The offering of the shares has not been registered with the Commissione Nazionale per le Società e la Borsa (CONSOB), in accordance with Italian securities legislation. Accordingly, the shares may not be offered or sold, and copies of this offering document or any other document relating to the shares may not be distributed in Italy except to Qualified Investors, as defined in Article 34-ter, subsection 1, paragraph b of CONSOB Regulation no. 11971 of May 14, 1999, as amended (the Issuers' Regulation), or in any other circumstance where an express exemption to comply with public offering restrictions provided by Legislative Decree no. 58 of February 24, 1998 (the Consolidated Financial Act) or Issuers' Regulation applies, including those provided for under Article 100 of the Finance Law and Article 34-ter of the Issuers' Regulation; provided, however, that any such offer or sale of the shares or distribution of copies of this offering document or any other document relating to the shares in Italy must (i) be made in accordance with all applicable Italian laws and regulations; (ii) be conducted in accordance with any relevant limitations or procedural requirements that CONSOB may impose upon the offer or sale of the shares; and (iii) be made only by (a) banks, investment firms or financial companies enrolled in the special register provided for in Article 107 of Legislative Decree no. 385 of September 1, 1993, to the extent duly authorized to engage in the placement and/or underwriting of financial instruments in Italy in accordance with the Consolidated Financial Act and the relevant implementing regulations; or (b) foreign banks or financial institutions (the controlling shareholding of which is owned by one or more banks located in the same EU Member State) authorized to place and distribute securities in the Republic of Italy pursuant to Articles 15, 16 and 18 of the Banking Act, in each case acting in compliance with all applicable laws and regulations.

Japan

The shares have not been and will not be registered under the Financial Instruments and Exchange Law of Japan (the Financial Instruments and Exchange Law). Accordingly, no resident of Japan may participate in the offering of the shares, and each underwriter has agreed that it will not offer or sell any shares, directly or indirectly, in Japan or to, or for the benefit of, any resident of Japan (which term as used herein means any person resident in Japan, including any corporation or other entity organized under the laws of Japan), or to others for re-offering or resale, directly or indirectly, in Japan or to a resident of Japan, except pursuant to an

125


Table of Contents

exemption from the registration requirements of, and otherwise in compliance with, the Financial Instruments and Exchange Law and any other applicable laws, regulations and ministerial guidelines of Japan.

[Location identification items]
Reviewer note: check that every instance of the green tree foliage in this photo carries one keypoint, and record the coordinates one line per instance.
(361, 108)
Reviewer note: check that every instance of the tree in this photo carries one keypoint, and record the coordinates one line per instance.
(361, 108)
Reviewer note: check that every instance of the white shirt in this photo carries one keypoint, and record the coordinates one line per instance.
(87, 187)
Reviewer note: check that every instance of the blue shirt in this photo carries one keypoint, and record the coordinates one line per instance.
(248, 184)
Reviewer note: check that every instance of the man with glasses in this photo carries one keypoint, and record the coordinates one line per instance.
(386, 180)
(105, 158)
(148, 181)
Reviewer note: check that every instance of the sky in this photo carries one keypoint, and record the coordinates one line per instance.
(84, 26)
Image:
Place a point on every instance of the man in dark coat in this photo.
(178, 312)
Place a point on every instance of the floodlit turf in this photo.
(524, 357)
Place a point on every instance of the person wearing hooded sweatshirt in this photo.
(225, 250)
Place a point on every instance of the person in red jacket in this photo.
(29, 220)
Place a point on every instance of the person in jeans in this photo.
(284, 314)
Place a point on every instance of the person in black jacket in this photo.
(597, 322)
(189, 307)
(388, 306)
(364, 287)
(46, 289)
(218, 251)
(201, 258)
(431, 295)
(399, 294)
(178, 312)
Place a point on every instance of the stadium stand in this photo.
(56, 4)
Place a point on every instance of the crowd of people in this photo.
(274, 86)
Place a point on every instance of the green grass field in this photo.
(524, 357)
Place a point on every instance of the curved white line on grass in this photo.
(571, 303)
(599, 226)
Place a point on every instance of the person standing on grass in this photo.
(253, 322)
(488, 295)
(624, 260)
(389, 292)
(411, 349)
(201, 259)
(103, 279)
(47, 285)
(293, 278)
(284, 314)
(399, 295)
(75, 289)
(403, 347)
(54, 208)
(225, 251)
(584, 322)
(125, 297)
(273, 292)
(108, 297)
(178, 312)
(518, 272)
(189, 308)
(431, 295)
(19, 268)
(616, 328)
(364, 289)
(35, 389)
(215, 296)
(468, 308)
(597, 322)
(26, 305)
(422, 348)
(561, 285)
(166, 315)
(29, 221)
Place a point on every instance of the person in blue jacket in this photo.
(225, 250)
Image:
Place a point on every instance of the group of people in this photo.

Required tasks —
1. In the passage on offering restrictions, restate the part that opens with the words containing "Table of Contents" and closes with "guidelines of Japan.", with "ministerial guidelines" swapped for "administrative guidelines".
2. What date does the passage on offering restrictions give for CONSOB Regulation no. 11971?
3. List every article number cited in the passage on offering restrictions.

Answers for the exercise —
1.
Table of Contents

exemption from the registration requirements of, and otherwise in compliance with, the Financial Instruments and Exchange Law and any other applicable laws, regulations and administrative guidelines of Japan.

2. May 14, 1999

3.
- Article 34-ter
- Article 100
- Article 107
- Article 15
- Article 16
- Article 18